-- SUPPLIED RECORDS start --

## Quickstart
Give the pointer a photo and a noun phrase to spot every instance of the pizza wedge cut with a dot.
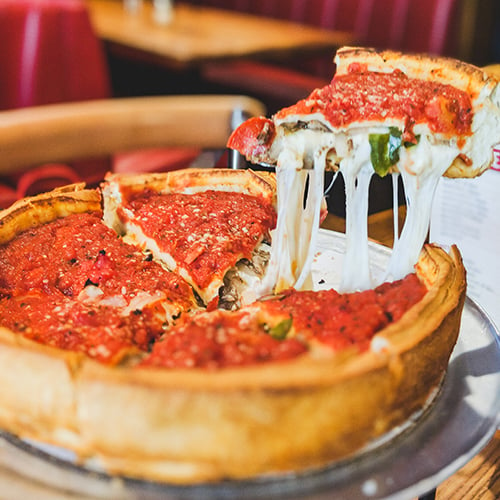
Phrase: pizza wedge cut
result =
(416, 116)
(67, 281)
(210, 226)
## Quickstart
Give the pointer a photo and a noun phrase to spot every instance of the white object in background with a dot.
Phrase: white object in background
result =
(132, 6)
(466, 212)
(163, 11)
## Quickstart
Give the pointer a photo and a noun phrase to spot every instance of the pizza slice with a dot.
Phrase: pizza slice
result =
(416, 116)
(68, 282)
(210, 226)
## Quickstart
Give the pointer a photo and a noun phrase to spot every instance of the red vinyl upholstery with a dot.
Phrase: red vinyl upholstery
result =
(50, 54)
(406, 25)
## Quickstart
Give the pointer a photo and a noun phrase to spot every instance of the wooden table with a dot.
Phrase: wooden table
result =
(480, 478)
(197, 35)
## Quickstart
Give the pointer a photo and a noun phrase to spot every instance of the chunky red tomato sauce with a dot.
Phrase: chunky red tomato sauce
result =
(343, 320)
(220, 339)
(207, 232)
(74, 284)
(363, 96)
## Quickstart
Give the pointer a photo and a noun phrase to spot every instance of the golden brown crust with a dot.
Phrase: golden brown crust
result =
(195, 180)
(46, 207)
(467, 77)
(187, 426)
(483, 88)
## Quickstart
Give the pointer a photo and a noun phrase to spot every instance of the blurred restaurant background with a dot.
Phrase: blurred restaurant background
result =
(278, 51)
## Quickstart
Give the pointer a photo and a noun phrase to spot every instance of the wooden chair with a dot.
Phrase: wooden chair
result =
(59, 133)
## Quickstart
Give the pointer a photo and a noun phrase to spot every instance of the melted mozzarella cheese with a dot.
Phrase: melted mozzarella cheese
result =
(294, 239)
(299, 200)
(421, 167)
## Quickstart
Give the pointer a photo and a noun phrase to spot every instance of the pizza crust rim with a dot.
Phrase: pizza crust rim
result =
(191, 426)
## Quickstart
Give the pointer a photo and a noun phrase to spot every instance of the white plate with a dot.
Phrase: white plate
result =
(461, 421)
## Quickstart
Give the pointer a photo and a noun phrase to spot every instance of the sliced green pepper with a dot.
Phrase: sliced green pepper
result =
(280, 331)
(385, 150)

-- SUPPLIED RECORDS end --
-- SUPPLIED RECORDS start --

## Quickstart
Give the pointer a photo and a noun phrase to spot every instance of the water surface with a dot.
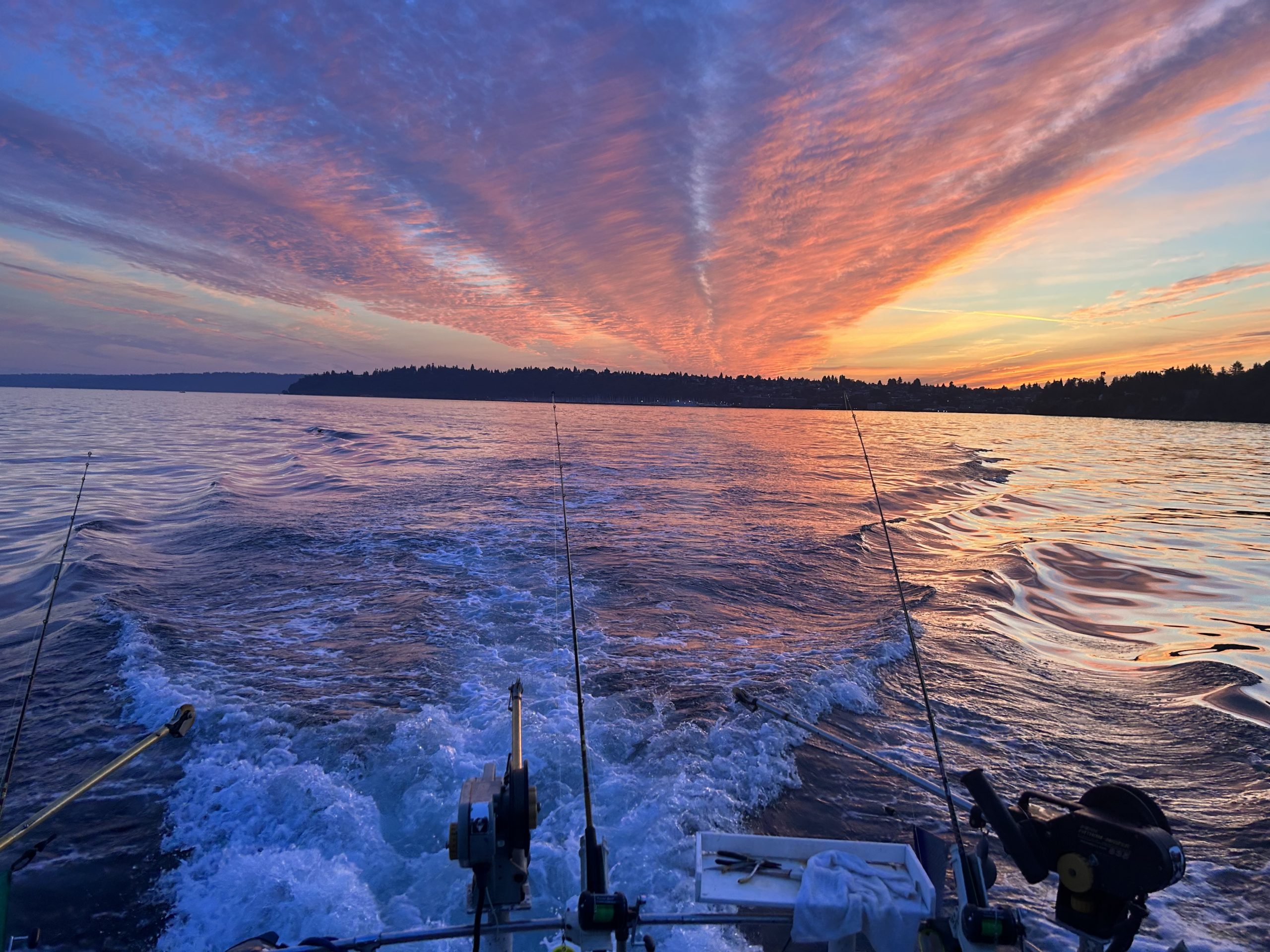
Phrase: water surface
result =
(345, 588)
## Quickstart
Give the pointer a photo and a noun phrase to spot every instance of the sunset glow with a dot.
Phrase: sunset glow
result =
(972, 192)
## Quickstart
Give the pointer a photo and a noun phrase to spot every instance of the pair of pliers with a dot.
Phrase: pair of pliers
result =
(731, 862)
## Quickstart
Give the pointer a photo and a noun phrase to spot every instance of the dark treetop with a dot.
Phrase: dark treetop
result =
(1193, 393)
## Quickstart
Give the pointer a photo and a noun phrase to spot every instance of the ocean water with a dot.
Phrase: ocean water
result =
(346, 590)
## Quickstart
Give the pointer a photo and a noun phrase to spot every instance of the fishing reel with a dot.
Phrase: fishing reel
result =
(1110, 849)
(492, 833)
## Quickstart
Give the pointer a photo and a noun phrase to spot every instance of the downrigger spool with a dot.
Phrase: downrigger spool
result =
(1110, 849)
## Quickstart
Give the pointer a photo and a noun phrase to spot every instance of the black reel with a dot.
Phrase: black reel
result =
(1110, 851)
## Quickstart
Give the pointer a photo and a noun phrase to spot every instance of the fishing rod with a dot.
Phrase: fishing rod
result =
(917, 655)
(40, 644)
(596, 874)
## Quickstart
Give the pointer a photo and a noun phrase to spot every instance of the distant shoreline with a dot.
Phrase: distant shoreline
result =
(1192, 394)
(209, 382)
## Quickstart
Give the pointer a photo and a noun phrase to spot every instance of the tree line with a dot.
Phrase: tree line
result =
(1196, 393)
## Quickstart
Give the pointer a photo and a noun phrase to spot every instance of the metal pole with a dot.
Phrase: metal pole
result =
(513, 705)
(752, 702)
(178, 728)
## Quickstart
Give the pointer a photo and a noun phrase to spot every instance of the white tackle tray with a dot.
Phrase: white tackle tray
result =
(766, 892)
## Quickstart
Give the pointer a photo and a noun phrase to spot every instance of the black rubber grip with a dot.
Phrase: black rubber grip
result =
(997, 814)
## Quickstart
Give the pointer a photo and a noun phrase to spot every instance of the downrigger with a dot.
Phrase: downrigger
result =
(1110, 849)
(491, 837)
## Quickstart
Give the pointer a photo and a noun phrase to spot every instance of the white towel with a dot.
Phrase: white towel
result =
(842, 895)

-- SUPPLIED RECORDS end --
-- SUPPLIED RECORDS start --

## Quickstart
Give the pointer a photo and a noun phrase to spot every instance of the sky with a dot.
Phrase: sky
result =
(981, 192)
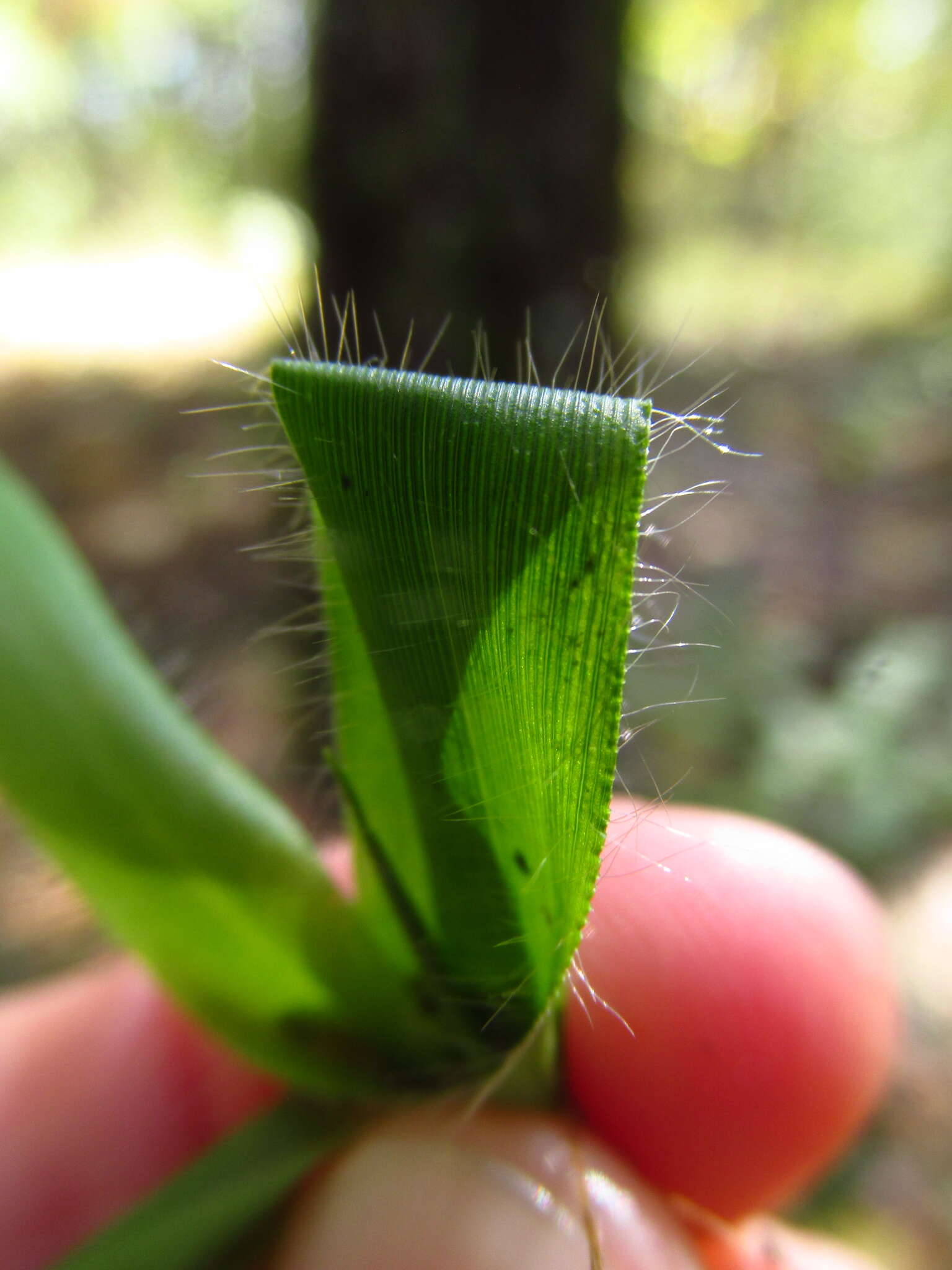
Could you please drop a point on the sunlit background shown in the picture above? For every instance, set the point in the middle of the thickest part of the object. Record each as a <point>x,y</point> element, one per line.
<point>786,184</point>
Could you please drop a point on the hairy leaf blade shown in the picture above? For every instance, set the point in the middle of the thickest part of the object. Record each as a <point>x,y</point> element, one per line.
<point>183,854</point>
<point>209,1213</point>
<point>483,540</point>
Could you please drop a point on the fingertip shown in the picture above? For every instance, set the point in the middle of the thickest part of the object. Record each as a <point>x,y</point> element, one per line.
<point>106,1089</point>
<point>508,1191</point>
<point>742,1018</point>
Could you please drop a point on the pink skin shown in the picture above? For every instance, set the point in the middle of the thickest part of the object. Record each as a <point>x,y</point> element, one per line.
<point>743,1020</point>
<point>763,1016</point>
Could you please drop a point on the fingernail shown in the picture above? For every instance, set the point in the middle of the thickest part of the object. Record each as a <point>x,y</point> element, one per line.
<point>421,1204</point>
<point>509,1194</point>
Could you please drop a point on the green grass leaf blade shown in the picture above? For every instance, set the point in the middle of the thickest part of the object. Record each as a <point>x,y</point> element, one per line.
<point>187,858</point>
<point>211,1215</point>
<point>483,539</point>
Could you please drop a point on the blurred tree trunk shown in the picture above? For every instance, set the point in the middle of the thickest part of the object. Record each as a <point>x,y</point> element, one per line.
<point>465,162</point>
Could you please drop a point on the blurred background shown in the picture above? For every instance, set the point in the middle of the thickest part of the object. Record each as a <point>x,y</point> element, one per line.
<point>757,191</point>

-- SUPPLIED RECORDS end --

TASK GOAL: Edit the records from the line with "Could you please drop a point on the hairy" up to and including the line with "<point>757,191</point>", replacing "thickest part" with "widest part". Write out only those lines, with nothing else changed.

WRITTEN REPLY:
Could you please drop a point on the hairy leaf blade shown in the picture above? For every instance, set the point in the middle of the widest part of the object. Record each as a <point>x,y</point> element, one per line.
<point>183,854</point>
<point>209,1213</point>
<point>483,540</point>
Could you please drop a point on the fingertip shown in the picture above? For every instance, set the point in the middle of the widest part of the object. Record each as a <point>x,y</point> element, one per line.
<point>106,1089</point>
<point>508,1191</point>
<point>742,1018</point>
Could you please drop a point on the pink skin shown in the picture above? For every instance, set the point in the middle of the widest part of the object. Record each as a <point>x,y</point> element, one per line.
<point>743,1020</point>
<point>763,1016</point>
Could you please drop a point on the fingernail shown in the picture above? For every instance, set the point in the middle of the widest part of the object. Record each as a <point>x,y</point> element, one per line.
<point>421,1204</point>
<point>509,1194</point>
Could you please drop a point on the green grass leaf blade shown in the picture above? For every instance, set the point in the middle of the widest part of the object. Record each as a <point>x,y</point> element, one per line.
<point>187,858</point>
<point>211,1215</point>
<point>483,539</point>
Could you please drop a point on the blurred tree trunk shown in the picture above? For every instance, set the point in the middle of the widest part of the object. Record each as a <point>x,y</point> element, one per line.
<point>465,162</point>
Could you please drop a point on the blurred background shown in the picture above? For every instance, set the point in the middle of the widest part of the object. Record each as a <point>x,y</point> element, one per line.
<point>757,191</point>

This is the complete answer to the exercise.